Task description -> Transcribe the records in full, keeping every character as it is.

** Provided entries follows **

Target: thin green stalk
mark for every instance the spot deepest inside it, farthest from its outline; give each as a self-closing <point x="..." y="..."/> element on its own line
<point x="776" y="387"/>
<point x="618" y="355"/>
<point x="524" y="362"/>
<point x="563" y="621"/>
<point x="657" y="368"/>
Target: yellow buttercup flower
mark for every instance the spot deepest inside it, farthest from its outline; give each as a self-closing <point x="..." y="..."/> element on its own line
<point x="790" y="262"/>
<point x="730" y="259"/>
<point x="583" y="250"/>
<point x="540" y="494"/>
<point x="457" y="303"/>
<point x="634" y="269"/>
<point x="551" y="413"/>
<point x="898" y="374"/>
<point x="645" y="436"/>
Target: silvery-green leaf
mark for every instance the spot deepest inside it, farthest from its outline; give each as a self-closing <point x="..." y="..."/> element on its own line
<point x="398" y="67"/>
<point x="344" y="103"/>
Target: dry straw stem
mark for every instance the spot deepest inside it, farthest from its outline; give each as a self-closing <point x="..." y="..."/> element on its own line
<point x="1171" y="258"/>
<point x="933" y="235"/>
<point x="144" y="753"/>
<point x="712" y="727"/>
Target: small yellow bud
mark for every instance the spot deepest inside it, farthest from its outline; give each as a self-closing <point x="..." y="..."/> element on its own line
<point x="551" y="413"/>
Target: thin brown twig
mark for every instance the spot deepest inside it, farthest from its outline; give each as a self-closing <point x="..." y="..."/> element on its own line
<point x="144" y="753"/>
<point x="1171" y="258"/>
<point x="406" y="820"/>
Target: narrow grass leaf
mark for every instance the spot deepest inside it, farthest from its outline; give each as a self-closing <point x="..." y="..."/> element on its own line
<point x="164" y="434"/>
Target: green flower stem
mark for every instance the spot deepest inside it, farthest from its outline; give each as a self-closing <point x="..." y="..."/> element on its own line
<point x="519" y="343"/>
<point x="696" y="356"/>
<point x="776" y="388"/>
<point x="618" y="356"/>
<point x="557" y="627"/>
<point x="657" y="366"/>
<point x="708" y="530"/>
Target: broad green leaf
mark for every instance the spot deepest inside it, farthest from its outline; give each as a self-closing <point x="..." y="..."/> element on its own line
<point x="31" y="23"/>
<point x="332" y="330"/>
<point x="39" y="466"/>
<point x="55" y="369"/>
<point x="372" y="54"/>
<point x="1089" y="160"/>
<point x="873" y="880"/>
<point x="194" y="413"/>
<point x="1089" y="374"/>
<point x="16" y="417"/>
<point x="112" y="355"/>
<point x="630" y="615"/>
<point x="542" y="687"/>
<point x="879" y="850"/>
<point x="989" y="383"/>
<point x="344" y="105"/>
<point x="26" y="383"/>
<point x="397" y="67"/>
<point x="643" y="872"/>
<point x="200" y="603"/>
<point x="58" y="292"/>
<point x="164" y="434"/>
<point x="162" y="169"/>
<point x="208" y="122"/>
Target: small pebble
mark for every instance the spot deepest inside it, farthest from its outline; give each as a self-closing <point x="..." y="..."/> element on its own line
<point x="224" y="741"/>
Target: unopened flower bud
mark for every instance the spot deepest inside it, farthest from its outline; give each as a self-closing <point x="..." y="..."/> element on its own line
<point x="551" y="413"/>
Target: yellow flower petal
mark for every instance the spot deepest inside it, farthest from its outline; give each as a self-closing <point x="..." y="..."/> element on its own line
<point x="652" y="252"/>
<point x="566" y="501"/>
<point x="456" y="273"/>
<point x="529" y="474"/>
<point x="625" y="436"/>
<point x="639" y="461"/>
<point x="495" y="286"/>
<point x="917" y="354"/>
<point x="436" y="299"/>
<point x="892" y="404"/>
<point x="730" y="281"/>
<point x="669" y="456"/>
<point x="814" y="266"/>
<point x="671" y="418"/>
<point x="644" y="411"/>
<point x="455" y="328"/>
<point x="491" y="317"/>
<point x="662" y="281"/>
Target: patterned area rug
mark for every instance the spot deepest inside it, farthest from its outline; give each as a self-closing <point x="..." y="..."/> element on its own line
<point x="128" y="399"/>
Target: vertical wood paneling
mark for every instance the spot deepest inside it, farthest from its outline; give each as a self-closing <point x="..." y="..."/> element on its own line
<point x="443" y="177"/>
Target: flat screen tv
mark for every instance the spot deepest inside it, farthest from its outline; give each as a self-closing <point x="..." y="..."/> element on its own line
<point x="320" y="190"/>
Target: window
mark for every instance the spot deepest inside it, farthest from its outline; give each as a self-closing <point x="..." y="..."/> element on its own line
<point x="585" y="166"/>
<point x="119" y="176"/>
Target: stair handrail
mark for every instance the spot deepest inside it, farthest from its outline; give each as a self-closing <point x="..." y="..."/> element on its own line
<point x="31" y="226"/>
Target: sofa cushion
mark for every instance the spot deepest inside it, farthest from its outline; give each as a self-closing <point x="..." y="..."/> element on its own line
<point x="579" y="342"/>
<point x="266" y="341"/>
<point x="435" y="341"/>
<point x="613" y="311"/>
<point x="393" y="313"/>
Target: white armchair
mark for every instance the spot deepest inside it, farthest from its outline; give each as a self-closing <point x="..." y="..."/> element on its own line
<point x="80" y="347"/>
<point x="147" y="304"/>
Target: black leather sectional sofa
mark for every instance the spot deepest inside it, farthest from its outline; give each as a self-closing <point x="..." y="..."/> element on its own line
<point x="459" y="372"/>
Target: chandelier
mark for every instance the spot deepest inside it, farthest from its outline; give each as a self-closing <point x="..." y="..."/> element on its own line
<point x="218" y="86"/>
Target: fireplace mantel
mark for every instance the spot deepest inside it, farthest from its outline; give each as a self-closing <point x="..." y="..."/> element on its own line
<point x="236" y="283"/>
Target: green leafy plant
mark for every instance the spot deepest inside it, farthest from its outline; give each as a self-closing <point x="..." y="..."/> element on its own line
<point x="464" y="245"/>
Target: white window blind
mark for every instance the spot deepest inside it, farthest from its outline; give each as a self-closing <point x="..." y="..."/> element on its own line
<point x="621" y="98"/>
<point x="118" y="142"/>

** End of Provided entries **

Output of the task ->
Target: thin green stalk
mark for every instance the spot deepest inside it, farthest from its outline; give each as a self-closing <point x="..." y="..."/> element on its own line
<point x="776" y="387"/>
<point x="618" y="355"/>
<point x="524" y="362"/>
<point x="563" y="621"/>
<point x="657" y="368"/>
Target: yellow buttercup flower
mark for every instance the spot deepest inside it, farthest from its outline; give each as a self-closing <point x="..." y="..."/> element on its own line
<point x="790" y="262"/>
<point x="730" y="259"/>
<point x="583" y="250"/>
<point x="540" y="494"/>
<point x="457" y="303"/>
<point x="634" y="269"/>
<point x="551" y="413"/>
<point x="898" y="374"/>
<point x="645" y="436"/>
Target: silvery-green leaf
mark for every instance the spot deepest inside it, farthest from its outline; give each as a self-closing <point x="..." y="..."/> element on its own line
<point x="398" y="67"/>
<point x="344" y="103"/>
Target: dry straw stem
mark for every instance the spot deepest inside it, farthest from its outline; give each as a self-closing <point x="..." y="..."/> element on its own line
<point x="1171" y="258"/>
<point x="933" y="235"/>
<point x="144" y="753"/>
<point x="712" y="727"/>
Target: small yellow bud
mark for every instance the spot deepest inside it, farthest from its outline; give each as a self-closing <point x="..." y="..."/> element on its own line
<point x="551" y="413"/>
Target: thin brown twig
mark for every instance the spot deepest inside it, farthest from its outline; give each as a self-closing <point x="..." y="..."/> element on its own line
<point x="144" y="753"/>
<point x="1171" y="258"/>
<point x="406" y="820"/>
Target: narrow grass leaf
mark for every instance the spot deepest inside it, farthest from its outline; give each as a self-closing <point x="..." y="..."/> element on its own line
<point x="164" y="434"/>
Target: green flower stem
mark for every instance the spot deepest inside it, farthest from its outline; give each as a self-closing <point x="..." y="..."/> element on its own line
<point x="519" y="343"/>
<point x="696" y="356"/>
<point x="776" y="388"/>
<point x="618" y="356"/>
<point x="557" y="627"/>
<point x="657" y="366"/>
<point x="708" y="530"/>
Target: broad green leaf
mark for every instance the spot deepest inside it, farthest from its outline; give each as a self-closing <point x="..." y="..."/> element on its own line
<point x="31" y="23"/>
<point x="332" y="330"/>
<point x="39" y="466"/>
<point x="55" y="369"/>
<point x="372" y="54"/>
<point x="1089" y="160"/>
<point x="873" y="880"/>
<point x="194" y="413"/>
<point x="1089" y="374"/>
<point x="16" y="417"/>
<point x="112" y="355"/>
<point x="630" y="615"/>
<point x="542" y="687"/>
<point x="879" y="850"/>
<point x="989" y="383"/>
<point x="344" y="105"/>
<point x="26" y="383"/>
<point x="397" y="67"/>
<point x="643" y="872"/>
<point x="200" y="603"/>
<point x="58" y="292"/>
<point x="164" y="434"/>
<point x="162" y="169"/>
<point x="208" y="122"/>
Target: small pebble
mark for every instance the spot deepest inside it, farthest from its outline; give each as a self-closing <point x="..." y="..."/> element on its own line
<point x="224" y="741"/>
Target: unopened flower bud
mark for every instance the spot deepest inside it, farthest from its outline; give each as a self-closing <point x="..." y="..."/> element on its own line
<point x="551" y="413"/>
Target: yellow flower petal
mark for every instance the spot deepest inside it, farthest from its outline; give each as a self-closing <point x="..." y="..."/> element on its own line
<point x="652" y="252"/>
<point x="566" y="501"/>
<point x="456" y="273"/>
<point x="529" y="474"/>
<point x="625" y="436"/>
<point x="639" y="461"/>
<point x="495" y="286"/>
<point x="917" y="354"/>
<point x="436" y="299"/>
<point x="892" y="404"/>
<point x="730" y="281"/>
<point x="669" y="456"/>
<point x="814" y="266"/>
<point x="671" y="418"/>
<point x="644" y="411"/>
<point x="455" y="328"/>
<point x="491" y="317"/>
<point x="662" y="281"/>
Target: patterned area rug
mark for every instance the spot deepest inside it, farthest from its outline; give each as a self-closing <point x="..." y="..."/> element on its own line
<point x="128" y="399"/>
Target: vertical wood paneling
mark for every instance the spot deepest inside it, farthest from its outline; give each as a self-closing <point x="..." y="..."/> element on its own line
<point x="443" y="177"/>
Target: flat screen tv
mark for every instance the spot deepest inside it, farthest from its outline; give each as a self-closing <point x="..." y="..."/> element on its own line
<point x="320" y="190"/>
Target: window
mark for every instance the spot deepest inside it, farthest from its outline; give each as a self-closing <point x="..." y="..."/> element on its own line
<point x="585" y="166"/>
<point x="119" y="176"/>
Target: stair handrail
mark for every instance the spot deepest inside it, farthest from its outline; give each as a self-closing <point x="..." y="..."/> element on its own line
<point x="31" y="226"/>
Target: sofa cushion
mark for every instance the spot deepest inside it, farthest from its outline; give each as a self-closing <point x="..." y="..."/> element on its own line
<point x="579" y="342"/>
<point x="266" y="341"/>
<point x="435" y="341"/>
<point x="613" y="311"/>
<point x="393" y="313"/>
Target: white armchair
mark for every instance the spot deepest inside it, farthest from its outline; give each as a self-closing <point x="..." y="..."/> element on its own line
<point x="80" y="347"/>
<point x="147" y="304"/>
Target: black leather sectional sofa
mark for every instance the spot deepest inside it, farthest from its outline; give each as a self-closing <point x="..." y="..."/> element on its own line
<point x="459" y="372"/>
Target: chandelier
mark for every instance the spot deepest inside it, farthest from its outline; give each as a self-closing <point x="..." y="..."/> element on its own line
<point x="218" y="86"/>
Target: fireplace mantel
mark for every instance the spot deepest inside it, farthest from its outline; give each as a self-closing <point x="..." y="..."/> element on its own line
<point x="236" y="283"/>
Target: green leafy plant
mark for every instance the spot deepest inside it, farthest from its outline; give each as a self-closing <point x="..." y="..."/> element on its own line
<point x="464" y="245"/>
Target: white window blind
mark for every instance the spot deepest inside it, farthest from its outline; give each as a self-closing <point x="..." y="..."/> element on its own line
<point x="621" y="98"/>
<point x="118" y="142"/>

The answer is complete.